> **Entries supplied**:
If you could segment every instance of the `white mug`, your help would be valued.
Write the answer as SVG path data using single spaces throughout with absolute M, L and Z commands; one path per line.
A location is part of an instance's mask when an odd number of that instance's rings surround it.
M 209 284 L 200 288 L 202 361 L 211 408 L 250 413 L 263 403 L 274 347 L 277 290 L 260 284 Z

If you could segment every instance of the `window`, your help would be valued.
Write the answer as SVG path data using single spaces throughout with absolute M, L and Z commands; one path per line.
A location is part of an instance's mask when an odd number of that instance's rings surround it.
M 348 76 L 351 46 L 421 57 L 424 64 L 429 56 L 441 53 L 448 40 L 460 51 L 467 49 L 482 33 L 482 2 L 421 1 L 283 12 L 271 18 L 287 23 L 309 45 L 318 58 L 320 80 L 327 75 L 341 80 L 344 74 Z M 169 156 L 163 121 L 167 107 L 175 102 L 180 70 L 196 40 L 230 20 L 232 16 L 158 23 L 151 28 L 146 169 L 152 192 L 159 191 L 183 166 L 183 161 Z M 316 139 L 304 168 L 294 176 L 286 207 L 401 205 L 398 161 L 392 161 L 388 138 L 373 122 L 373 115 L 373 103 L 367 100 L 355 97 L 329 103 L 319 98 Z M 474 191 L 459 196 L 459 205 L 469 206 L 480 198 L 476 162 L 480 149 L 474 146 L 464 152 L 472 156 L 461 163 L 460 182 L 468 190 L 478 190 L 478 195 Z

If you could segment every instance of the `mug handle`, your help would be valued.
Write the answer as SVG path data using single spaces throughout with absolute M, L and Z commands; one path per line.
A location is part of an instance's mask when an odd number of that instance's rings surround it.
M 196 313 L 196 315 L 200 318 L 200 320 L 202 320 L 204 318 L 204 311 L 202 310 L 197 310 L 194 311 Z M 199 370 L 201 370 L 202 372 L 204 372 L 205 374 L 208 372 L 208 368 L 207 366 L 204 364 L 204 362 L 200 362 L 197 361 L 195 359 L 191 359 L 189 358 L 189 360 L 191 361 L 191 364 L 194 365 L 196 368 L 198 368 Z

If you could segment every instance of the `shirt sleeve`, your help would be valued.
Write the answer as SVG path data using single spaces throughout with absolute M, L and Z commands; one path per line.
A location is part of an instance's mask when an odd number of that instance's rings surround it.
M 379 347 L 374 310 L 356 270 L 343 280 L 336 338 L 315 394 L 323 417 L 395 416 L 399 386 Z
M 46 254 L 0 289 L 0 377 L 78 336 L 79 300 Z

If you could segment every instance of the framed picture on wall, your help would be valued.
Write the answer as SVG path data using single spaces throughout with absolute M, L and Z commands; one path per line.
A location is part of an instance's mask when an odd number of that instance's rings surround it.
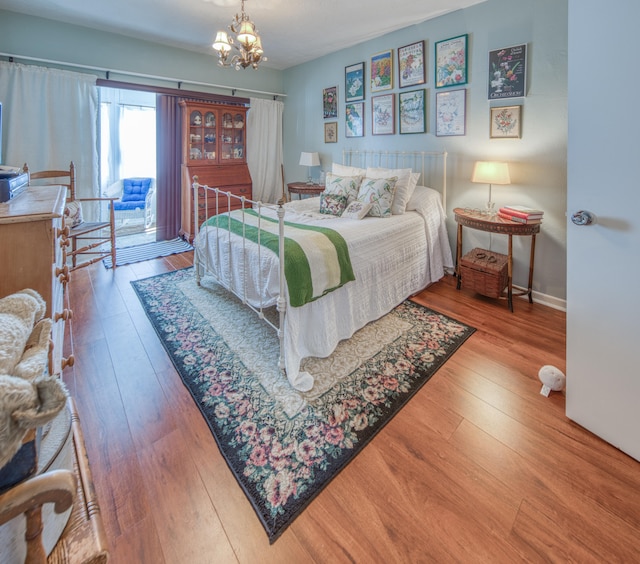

> **Exercise directions**:
What is needed here is one number: how many lines of the entries hold the string "segment".

> **Response below**:
5